Material provided:
========

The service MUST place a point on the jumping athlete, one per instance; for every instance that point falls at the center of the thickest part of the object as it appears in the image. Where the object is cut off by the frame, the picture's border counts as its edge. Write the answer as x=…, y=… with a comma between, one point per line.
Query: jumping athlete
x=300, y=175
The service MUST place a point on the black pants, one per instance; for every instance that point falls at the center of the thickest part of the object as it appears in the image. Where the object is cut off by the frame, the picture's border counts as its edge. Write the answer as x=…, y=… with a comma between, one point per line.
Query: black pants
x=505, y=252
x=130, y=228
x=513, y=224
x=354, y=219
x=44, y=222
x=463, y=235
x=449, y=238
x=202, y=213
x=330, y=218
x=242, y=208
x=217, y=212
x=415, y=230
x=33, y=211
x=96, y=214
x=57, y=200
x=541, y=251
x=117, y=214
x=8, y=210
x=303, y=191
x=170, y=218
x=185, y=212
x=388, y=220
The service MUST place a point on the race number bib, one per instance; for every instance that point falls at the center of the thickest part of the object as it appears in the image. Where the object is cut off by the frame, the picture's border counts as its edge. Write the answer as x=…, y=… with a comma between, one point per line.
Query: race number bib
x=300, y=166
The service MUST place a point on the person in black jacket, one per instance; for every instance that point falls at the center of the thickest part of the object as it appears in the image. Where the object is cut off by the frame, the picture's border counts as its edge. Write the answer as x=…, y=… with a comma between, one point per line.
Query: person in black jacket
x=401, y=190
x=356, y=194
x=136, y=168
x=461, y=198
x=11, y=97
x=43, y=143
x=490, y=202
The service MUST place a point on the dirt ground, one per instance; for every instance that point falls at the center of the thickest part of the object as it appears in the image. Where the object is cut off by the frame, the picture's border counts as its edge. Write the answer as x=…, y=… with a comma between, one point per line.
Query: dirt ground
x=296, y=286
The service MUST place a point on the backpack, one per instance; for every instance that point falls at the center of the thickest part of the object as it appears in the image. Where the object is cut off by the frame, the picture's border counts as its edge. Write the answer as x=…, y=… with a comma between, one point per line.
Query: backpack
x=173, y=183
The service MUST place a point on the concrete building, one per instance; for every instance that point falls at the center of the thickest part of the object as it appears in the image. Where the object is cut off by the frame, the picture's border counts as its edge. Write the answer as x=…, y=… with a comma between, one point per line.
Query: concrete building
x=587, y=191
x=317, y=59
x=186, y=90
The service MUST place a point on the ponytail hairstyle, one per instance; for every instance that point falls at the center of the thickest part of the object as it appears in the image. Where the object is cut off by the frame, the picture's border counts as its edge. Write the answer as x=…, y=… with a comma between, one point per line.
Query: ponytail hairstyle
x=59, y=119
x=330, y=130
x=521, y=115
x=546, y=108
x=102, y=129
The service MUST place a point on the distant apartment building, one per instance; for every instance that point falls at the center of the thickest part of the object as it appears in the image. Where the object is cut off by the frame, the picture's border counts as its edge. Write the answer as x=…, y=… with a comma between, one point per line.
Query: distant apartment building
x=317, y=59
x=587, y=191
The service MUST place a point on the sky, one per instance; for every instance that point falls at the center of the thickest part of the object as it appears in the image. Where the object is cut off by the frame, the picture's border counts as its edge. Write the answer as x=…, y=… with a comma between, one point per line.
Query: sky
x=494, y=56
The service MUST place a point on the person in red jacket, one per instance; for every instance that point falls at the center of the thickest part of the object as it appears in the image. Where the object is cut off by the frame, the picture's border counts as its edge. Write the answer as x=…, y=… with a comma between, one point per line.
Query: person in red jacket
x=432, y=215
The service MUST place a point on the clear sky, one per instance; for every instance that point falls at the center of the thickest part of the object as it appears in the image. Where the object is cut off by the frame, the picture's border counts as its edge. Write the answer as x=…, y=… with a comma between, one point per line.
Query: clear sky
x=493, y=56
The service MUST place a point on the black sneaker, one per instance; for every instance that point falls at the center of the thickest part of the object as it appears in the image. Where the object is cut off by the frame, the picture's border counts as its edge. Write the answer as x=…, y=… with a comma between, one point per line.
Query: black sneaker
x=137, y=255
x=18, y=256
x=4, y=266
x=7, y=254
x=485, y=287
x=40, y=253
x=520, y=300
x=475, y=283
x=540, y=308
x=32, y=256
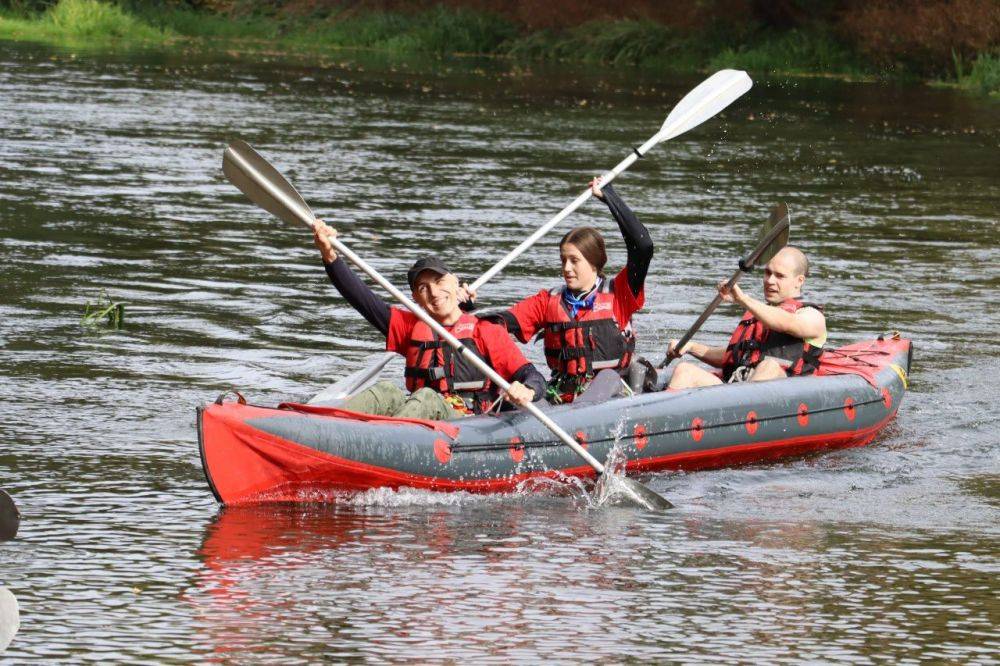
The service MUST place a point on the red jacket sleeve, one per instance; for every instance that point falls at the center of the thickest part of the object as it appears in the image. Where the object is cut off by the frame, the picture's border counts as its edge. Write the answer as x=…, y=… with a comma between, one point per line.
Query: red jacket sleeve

========

Exclude the pictures, and transcribe all of the material exactly.

The service MUST place a point on the jumping athlete, one per instance; for every instance that point falls at the center of the thickest part of the object as it appears in the image. Where the object is cut off by the frame, the picture's border counts as its edge. Write the answer as x=…, y=… with a comma between, one point per line.
Query: jumping athlete
x=300, y=175
The service MUST place a point on the black pants, one per instance; for every instance that point falls at the center of the thickest part of the object as it appears in the image. Where the object is cut off by the frame, the picture's border counts as its edge. Write the answer as x=…, y=… with a comma between, one point per line.
Query: black pants
x=505, y=252
x=130, y=228
x=513, y=224
x=354, y=219
x=44, y=222
x=463, y=235
x=449, y=238
x=202, y=213
x=330, y=218
x=242, y=208
x=217, y=212
x=415, y=230
x=33, y=211
x=96, y=214
x=57, y=200
x=541, y=251
x=117, y=214
x=8, y=210
x=303, y=191
x=170, y=218
x=185, y=212
x=388, y=220
The service MUST place a point on the race number bib, one per instance; for every instance that point falls at the center of the thickest part of the object as it appears in the image. Where the object is cut off by the frame, the picture's border counts as its edge. Write the answer as x=…, y=… with a comma between, one point per line.
Query: race number bib
x=300, y=166
The service MUST place a point on the person in black jacket, one per instance; for every instance that point falls at the center of the thickest part of the object as it appears in the image. Where the object is cut off by the frame, the picture's border counts as its edge. Write the answer as x=…, y=… with a comma between, one point per line.
Query: person in black jacket
x=401, y=190
x=356, y=194
x=136, y=168
x=461, y=198
x=11, y=97
x=43, y=143
x=490, y=202
The service MUST place a point on the dirt ground, one per instance; for every instance that point falls at the center of the thickest part of the object as it appears in the image. Where the object is cut off by the frame, the picture's border counts as its edge. Write the answer as x=…, y=… with a comma between, one point per line.
Query: dirt ground
x=296, y=286
The service MUST place a point on the backpack, one per instance; for every instance that point falls at the center of the thickest part of the object as it appears in the image. Where the object is cut off by the frame, the picture's border counts as its edge. Write the answer as x=…, y=… with a comma between, one point per line.
Query: backpack
x=173, y=183
The service MUST place a point on the concrete building, one per instance; for every instance that point falls at the center of the thickest part of the object as it appears in the image. Where the object is cut off by the frame, the picture's border counts as its edge. Write the answer as x=…, y=… with a comma between, one point per line.
Query: concrete building
x=587, y=191
x=317, y=59
x=186, y=90
The service MUST place a point on the ponytail hairstyle, one per instance; for every instance that point falls at the center of the thickest part of the object as it appears in the image. Where the object is cut off by the frame, the picture's border counts as its edge. Write the answer as x=…, y=… with a comma between, one point per line.
Query: ponytail hairstyle
x=59, y=119
x=330, y=130
x=521, y=115
x=546, y=108
x=102, y=129
The service MUST place a point on the distant apartment building, one per instance; for every instance that point falls at the center of the thickest part of the object as it appears in the image. Where the object is cut off by the frame, the picture's border counts as its edge. Write the answer as x=…, y=… with a comma between, one point per line.
Query: distant apartment building
x=317, y=59
x=587, y=191
The service MUST place a point on the sky, one per instance; for every instance that point falls at the center of the thickest part of the object as it appears in the image. Where the object is cut off by the frame, the picture's border counts as its edge. Write the answer as x=…, y=… with a comma between, one point per line.
Query: sky
x=494, y=56
The service MUST place a point on the person in red jacket, one per instance; for every instance that point falls at the center of the thickest part of the object as it appears in the image. Where the object is cut off by the frame, the picture's border counts as its edge. Write the answer as x=…, y=… with a comma between, one point per line.
Query: person in red jacket
x=432, y=215
The service MUST place a point on the clear sky, one per instance; for every instance that point falls at the center of the thickest part of the object as it appears in the image. Where the object is cut off by the frame, the picture's border counts as its edge. Write the answer as x=…, y=… with a comma between, one point per line.
Query: clear sky
x=493, y=56
The service MUST place a point on the black sneaker, one per instance; for every instance that point falls at the center of the thickest part of the object as it appears in the image. Where the object is cut off by the frame, the picture's border counts as its edge. Write the answer as x=…, y=… with a comma between, one point per line.
Query: black sneaker
x=137, y=255
x=18, y=256
x=4, y=266
x=7, y=254
x=485, y=287
x=40, y=253
x=520, y=300
x=475, y=283
x=540, y=308
x=32, y=256
The service MUST place a point on the red jacket sleeve, one per instance; for every instance that point falls at the center of the thickest part of the object as it appears in the image. Where the object is cut off by the frame, the picture's border counts as its edge. Write the answer as x=…, y=… with a comma between, one point per line.
Query: red jacket sleeve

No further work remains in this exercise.